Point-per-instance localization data

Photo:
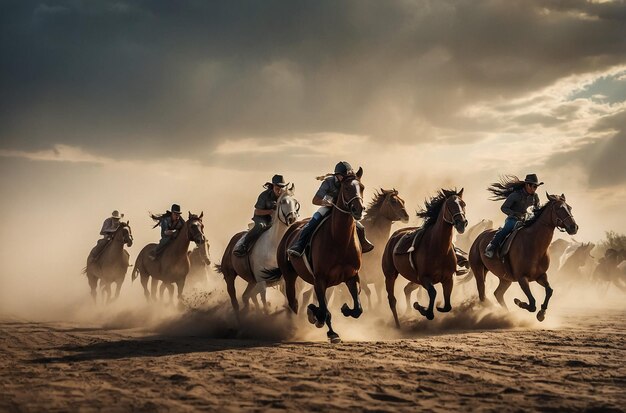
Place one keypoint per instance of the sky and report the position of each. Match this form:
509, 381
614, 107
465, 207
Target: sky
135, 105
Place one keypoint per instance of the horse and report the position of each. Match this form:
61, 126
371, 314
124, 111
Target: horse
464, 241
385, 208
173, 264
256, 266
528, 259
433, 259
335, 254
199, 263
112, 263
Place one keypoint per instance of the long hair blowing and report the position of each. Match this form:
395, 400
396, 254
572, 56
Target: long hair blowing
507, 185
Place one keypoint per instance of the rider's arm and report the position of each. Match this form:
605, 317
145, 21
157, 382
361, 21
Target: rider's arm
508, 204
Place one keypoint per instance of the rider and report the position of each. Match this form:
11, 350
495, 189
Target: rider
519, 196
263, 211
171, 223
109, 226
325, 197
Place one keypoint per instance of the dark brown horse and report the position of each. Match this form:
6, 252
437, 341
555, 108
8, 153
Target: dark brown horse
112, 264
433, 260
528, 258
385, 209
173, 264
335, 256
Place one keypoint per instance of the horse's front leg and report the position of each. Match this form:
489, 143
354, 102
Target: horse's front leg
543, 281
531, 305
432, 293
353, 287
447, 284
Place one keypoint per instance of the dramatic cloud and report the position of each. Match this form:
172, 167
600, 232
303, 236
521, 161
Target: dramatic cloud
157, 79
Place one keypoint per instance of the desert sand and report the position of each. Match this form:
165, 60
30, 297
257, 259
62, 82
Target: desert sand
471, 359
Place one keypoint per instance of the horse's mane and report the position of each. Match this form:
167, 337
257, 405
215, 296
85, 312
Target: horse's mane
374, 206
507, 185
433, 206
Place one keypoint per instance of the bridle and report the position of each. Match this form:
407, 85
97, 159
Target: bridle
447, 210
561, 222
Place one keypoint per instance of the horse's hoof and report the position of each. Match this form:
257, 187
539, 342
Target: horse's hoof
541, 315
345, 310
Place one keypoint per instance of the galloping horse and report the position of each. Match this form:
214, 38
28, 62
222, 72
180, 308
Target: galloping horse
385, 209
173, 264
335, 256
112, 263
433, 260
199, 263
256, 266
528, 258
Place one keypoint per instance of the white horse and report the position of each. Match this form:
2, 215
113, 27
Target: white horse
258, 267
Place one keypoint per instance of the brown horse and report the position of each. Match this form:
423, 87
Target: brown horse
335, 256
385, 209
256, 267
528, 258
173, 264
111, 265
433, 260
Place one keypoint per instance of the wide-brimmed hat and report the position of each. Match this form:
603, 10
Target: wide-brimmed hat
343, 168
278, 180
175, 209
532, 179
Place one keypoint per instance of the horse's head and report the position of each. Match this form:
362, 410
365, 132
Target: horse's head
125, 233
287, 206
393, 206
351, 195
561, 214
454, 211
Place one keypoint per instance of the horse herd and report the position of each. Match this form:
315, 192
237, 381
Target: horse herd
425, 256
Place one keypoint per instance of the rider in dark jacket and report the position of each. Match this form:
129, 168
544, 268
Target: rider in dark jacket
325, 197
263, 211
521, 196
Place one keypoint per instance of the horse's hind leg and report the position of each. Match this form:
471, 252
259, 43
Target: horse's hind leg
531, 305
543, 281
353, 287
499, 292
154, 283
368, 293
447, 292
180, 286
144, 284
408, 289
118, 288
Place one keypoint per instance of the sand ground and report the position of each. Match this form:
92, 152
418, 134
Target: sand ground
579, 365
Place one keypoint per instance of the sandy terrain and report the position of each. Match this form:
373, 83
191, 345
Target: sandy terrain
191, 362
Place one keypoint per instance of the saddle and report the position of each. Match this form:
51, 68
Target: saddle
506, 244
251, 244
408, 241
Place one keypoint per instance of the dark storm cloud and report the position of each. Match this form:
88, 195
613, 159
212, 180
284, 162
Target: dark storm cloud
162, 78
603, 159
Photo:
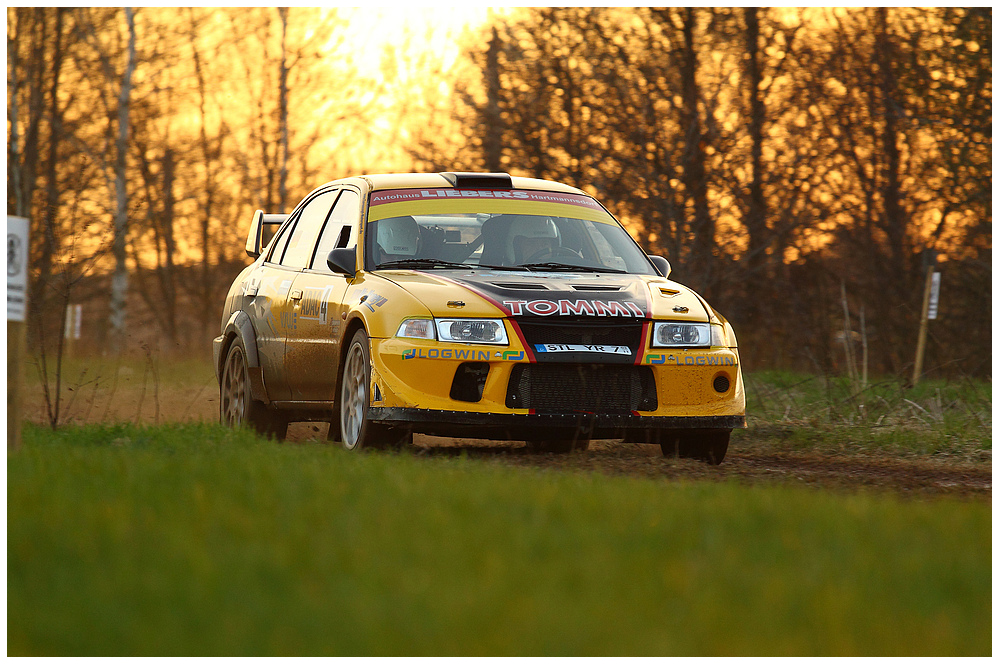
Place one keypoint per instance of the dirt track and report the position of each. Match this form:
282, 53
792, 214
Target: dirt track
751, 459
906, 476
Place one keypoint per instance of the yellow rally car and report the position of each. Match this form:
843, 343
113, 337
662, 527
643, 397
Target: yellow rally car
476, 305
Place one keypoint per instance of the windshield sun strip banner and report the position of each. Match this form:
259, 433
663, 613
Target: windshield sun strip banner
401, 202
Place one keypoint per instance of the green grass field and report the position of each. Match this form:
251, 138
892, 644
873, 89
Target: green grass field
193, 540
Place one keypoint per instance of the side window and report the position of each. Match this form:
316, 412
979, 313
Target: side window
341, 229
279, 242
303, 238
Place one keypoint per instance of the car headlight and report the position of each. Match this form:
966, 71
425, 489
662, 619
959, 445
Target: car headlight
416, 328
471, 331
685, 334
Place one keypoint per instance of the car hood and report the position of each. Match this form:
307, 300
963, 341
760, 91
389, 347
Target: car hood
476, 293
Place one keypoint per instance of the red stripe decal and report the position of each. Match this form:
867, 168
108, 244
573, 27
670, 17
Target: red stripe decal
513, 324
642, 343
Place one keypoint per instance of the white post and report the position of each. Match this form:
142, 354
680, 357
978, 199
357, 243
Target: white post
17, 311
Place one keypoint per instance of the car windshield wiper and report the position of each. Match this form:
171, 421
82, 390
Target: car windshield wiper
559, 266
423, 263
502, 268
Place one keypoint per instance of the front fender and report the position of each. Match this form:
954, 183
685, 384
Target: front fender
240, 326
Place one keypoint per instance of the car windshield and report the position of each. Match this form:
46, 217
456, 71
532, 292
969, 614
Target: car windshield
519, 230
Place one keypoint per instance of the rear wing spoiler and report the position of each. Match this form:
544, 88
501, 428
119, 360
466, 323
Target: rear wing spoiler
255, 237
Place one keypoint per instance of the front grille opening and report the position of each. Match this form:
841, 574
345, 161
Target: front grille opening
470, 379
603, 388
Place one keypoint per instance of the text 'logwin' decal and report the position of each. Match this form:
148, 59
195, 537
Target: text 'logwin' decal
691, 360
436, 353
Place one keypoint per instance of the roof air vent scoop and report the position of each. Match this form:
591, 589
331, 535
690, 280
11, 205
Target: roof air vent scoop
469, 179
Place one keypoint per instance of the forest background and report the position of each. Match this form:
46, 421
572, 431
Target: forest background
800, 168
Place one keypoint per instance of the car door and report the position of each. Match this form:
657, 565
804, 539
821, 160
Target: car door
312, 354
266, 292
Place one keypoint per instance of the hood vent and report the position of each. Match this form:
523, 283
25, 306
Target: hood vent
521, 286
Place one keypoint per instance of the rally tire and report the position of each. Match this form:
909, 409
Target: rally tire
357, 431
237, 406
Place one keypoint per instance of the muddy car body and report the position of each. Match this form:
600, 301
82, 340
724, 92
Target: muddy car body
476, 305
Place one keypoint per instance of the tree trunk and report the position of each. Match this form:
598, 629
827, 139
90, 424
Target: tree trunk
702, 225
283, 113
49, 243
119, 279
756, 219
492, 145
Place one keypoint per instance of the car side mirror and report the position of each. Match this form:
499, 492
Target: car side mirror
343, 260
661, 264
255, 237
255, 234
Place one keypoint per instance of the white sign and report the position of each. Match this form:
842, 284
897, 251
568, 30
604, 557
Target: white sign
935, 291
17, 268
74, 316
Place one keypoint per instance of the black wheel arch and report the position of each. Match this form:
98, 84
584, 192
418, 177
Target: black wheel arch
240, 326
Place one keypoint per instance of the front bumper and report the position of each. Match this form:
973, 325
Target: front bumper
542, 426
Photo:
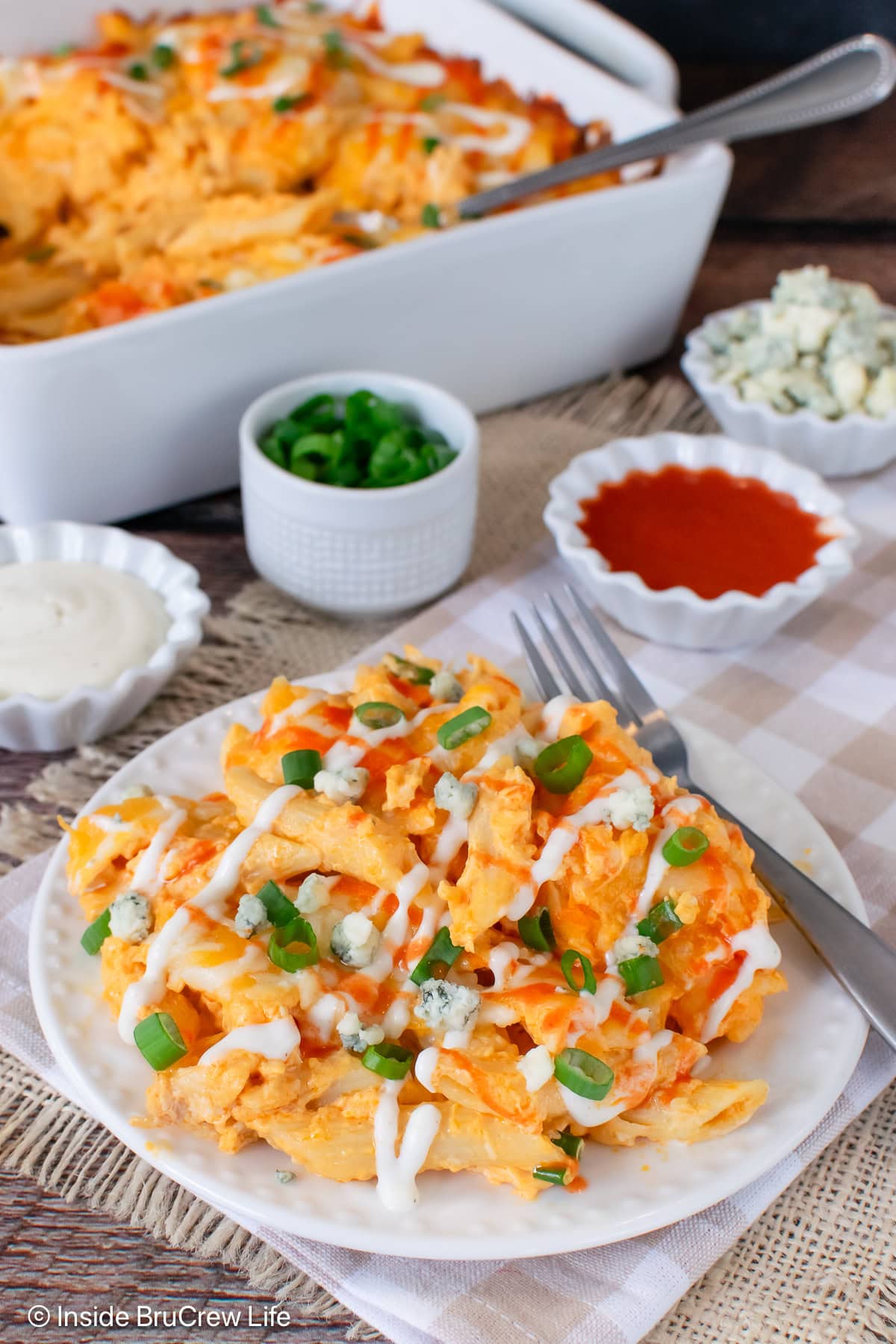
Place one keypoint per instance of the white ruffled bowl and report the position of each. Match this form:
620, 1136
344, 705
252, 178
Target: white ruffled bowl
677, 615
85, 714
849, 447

▶ _To do_
Leaving the pictures aside, repeat the data above exactly.

▶ _Answer to this problem_
Photo:
Place one keypoint per instance of the sky and report the position of each. Match this form:
509, 381
614, 107
465, 207
Target: sky
135, 105
Place one keypoint per instance of the horse and report the position of each. Match this form:
61, 126
371, 314
124, 111
Target: horse
464, 241
385, 208
173, 264
256, 266
528, 259
433, 259
335, 254
199, 263
112, 263
Place one keypoint per instance of the long hair blowing and report the position of each. Match this form:
395, 400
396, 254
572, 56
Target: long hair blowing
507, 185
Place one keypoint per instance of the rider's arm and report the position of each. Match this form:
605, 317
145, 21
157, 382
361, 21
Target: rider's arm
508, 204
Place one keypoint per instance of the rider and report the position of each. Match this form:
11, 350
495, 189
Target: rider
519, 196
263, 211
171, 223
109, 226
325, 197
Place one keypoint per instance of the dark brown horse and report the position of each. Match this form:
6, 252
437, 341
555, 108
8, 153
Target: dark brown horse
112, 264
433, 260
528, 258
385, 209
173, 264
335, 256
Place one keypoint per instance of the horse's front leg and report the position of each. Match this form:
489, 143
354, 102
Target: horse's front leg
543, 281
531, 305
432, 293
353, 287
447, 284
Place one keypoint per instance of the dramatic cloud and report the position of each. Match this form:
172, 167
600, 232
303, 236
521, 161
Target: dramatic cloud
157, 79
Place one keypoint per instance of the desert sand and report the position of each. Match this form:
165, 60
30, 297
257, 259
62, 82
Target: desert sand
471, 359
Place one keypoint per instance of the horse's mane and report the position of each. Match this form:
167, 337
257, 405
215, 296
85, 312
Target: horse's mane
374, 206
507, 185
433, 206
Place one keypoint per instance of the bridle and report the position of each. Match this form:
407, 85
97, 159
Target: bridle
447, 210
561, 222
Place one keypoint per instance of the horse's hoof and report the position of each. Match this form:
257, 187
539, 342
Target: horse's hoof
541, 315
345, 310
Place one keypoint per instance of the galloping horse and report the position of each. Match this form:
214, 38
28, 62
222, 72
180, 308
Target: galloping horse
385, 209
173, 264
335, 256
112, 263
433, 260
199, 263
256, 266
528, 258
Place one keypoint per instance of the white horse and report the position of each. Match this form:
2, 215
113, 27
Target: white horse
258, 267
Place one keypoint per instance of the brown horse and report the position of each. Match this form:
423, 87
Target: brown horse
335, 256
385, 209
256, 267
528, 258
173, 264
111, 265
433, 260
Place one keypoint per instance of the wide-brimmed hat and report the position of each. Match this form:
603, 10
Target: wide-brimmed hat
343, 168
278, 180
175, 209
532, 179
Place one keypoint per instance of the horse's head and report the position of each. Match this form:
362, 410
365, 132
Target: horse's head
125, 233
287, 206
393, 206
351, 195
561, 214
454, 211
Place one keypoint per instance of the horse herd and report the position of each. Match this form:
315, 192
237, 381
Target: horse herd
425, 256
Place one keypoint per instance of the rider in dark jacket and report the position of each. Match this form:
129, 168
544, 268
Target: rider in dark jacket
325, 197
263, 211
521, 196
Place one keypoint per instance of the horse's hind leg and report the position of each. Match this form:
471, 252
259, 43
Target: horse's hind leg
531, 305
543, 281
353, 287
499, 292
154, 283
368, 293
447, 292
180, 286
144, 284
408, 289
118, 288
Place one keypoint per instance of the sand ground and report the position of each. Match this form:
92, 152
418, 134
Target: sand ground
579, 365
Place one keypoint per instance of the sandy terrain and report the position of each. Match this form:
373, 83
191, 345
Target: sandy terrain
191, 362
Place one keypoint per instance of the saddle and report the position of each. Match this form:
51, 68
Target: saddle
506, 244
251, 244
408, 241
Place one keypoint per instance of the dark storm cloud and report the position of each. Match this form:
88, 195
613, 159
212, 180
284, 162
Target: dark storm cloud
162, 78
603, 159
Photo:
Place one keypoint per instance of the dirt track and report the position of each. Match this form:
282, 53
792, 214
Target: dirt track
751, 459
906, 476
Place one keypoint per instance of the yellow rally car and report the position of each. Match this form:
843, 343
113, 337
662, 527
643, 397
Target: yellow rally car
476, 305
Place one keypoint per instance of the windshield sun strip banner and report the position of each. Match this form:
259, 433
663, 613
Target: windshield sun strip banner
401, 202
Place one keypoint per instance of the green grass field and report the position of each. Match this form:
251, 138
892, 644
873, 89
Target: green grass field
193, 540
Place one keypoint per instance of the side window and report the position of each. Match this form:
316, 412
979, 313
Target: side window
341, 229
279, 242
303, 238
Place one keypoint per instance of the car headlight and report the position of each. Match this form:
966, 71
425, 489
662, 619
959, 445
Target: car headlight
416, 328
471, 331
685, 334
Place one keypoint per instance of the car hood and report the position of each. Match this form:
307, 300
963, 341
760, 91
389, 347
Target: car hood
476, 293
Place one keypoint per instance of the red stripe decal and report the position of each. Match this form:
867, 168
108, 244
573, 27
670, 17
Target: red stripe decal
513, 324
642, 343
Place one keypoint per instance of the white post and report the position of each. Match this form:
142, 354
680, 357
978, 199
357, 243
Target: white post
17, 311
Place one keypoint per instance of the car windshield wiper and report the position of each. Match this form:
171, 421
82, 390
Target: car windshield wiper
559, 266
423, 263
502, 268
Place one keypoint per instance of the front fender and report the position of each. Match this form:
954, 183
685, 384
Target: front fender
240, 326
Place one keypoint per instance of the car windshield and report the position of each. Match this form:
46, 217
456, 71
532, 292
969, 614
Target: car windshield
519, 230
Place one keypoint per instance of the rear wing spoiler and report the position of each. Match this form:
544, 88
501, 428
119, 360
466, 323
Target: rear wing spoiler
255, 237
Place one keypoint per instance of the front grille opening and report the position of each. Match this form:
841, 574
345, 161
Target: front grille opening
470, 379
603, 388
Place one keypoint per instance of the text 'logwin' decal and report the position of each. Match this form:
148, 59
195, 537
Target: text 'logwin' decal
691, 360
436, 353
Place one keypoint per instance of the roof air vent scoop and report the position of each. Match this form:
591, 589
331, 535
690, 280
11, 205
Target: roof air vent scoop
469, 179
Place one keypoint per instance of the forest background and report the position of each. Match this form:
46, 421
572, 431
Target: forest background
800, 168
Place one keypoint per instance of the car door and report the position of each. Match this form:
657, 565
804, 539
821, 160
Target: car door
312, 354
266, 292
Place one keypoint per instance of the hood vent and report the position of each. Match this form:
523, 283
25, 306
Target: hood vent
521, 286
Place one keypoint per instance of the rally tire and report the position of each. Match this form:
909, 409
Target: rally tire
357, 431
237, 406
Place one keypoint per instance of the muddy car body and report the position of each. Match this form:
600, 301
82, 340
724, 92
Target: muddy car body
476, 305
Place one keypoint per instance of the tree trunk and report the position of each. Match this form:
598, 629
827, 139
90, 424
Target: tree trunk
702, 225
283, 113
49, 243
119, 279
756, 219
492, 145
Place one keypoint per instance of the car side mirror and report the position of each. Match this form:
499, 492
Target: car side mirror
343, 260
661, 264
255, 237
255, 234
Place one keypoint per instance of the white sign and report the position of each. Match this form:
842, 284
897, 251
568, 30
604, 557
Target: white sign
935, 291
17, 268
74, 316
Place one keypoint per instance of the black wheel arch and report the position of each. Match this form:
98, 84
584, 192
418, 177
Target: black wheel arch
240, 326
Place one keypoint per instance of the front bumper and report the position of each. Match this form:
973, 325
Target: front bumper
542, 426
Photo:
Place one keypoint per instance of the white ruffled bowl and report the position of each. Match this form:
620, 1136
344, 705
252, 178
Target: white ruffled bowl
677, 615
85, 714
849, 447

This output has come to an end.